▶ [WHAT TO DO]: Return every line of the records below word for word, omitting the pictures.

——

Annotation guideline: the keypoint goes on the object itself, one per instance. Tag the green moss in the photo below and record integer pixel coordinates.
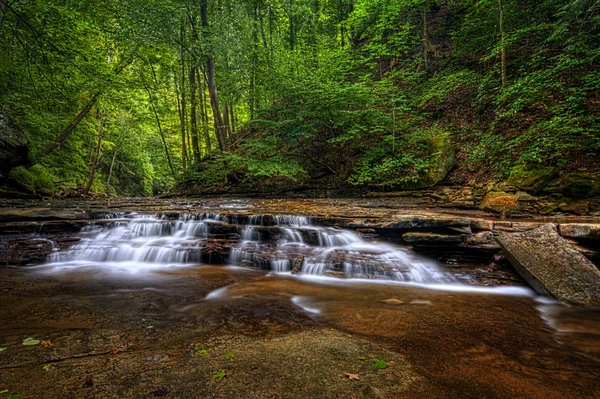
(499, 202)
(531, 178)
(22, 178)
(579, 185)
(36, 179)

——

▶ [COMPLETE OUTPUT]:
Annotation guideline: the keypoint goes on the object itself, one per instance. Tag the green moss in the photo below and record integer pixel coordinates.
(499, 202)
(531, 178)
(22, 178)
(579, 185)
(36, 179)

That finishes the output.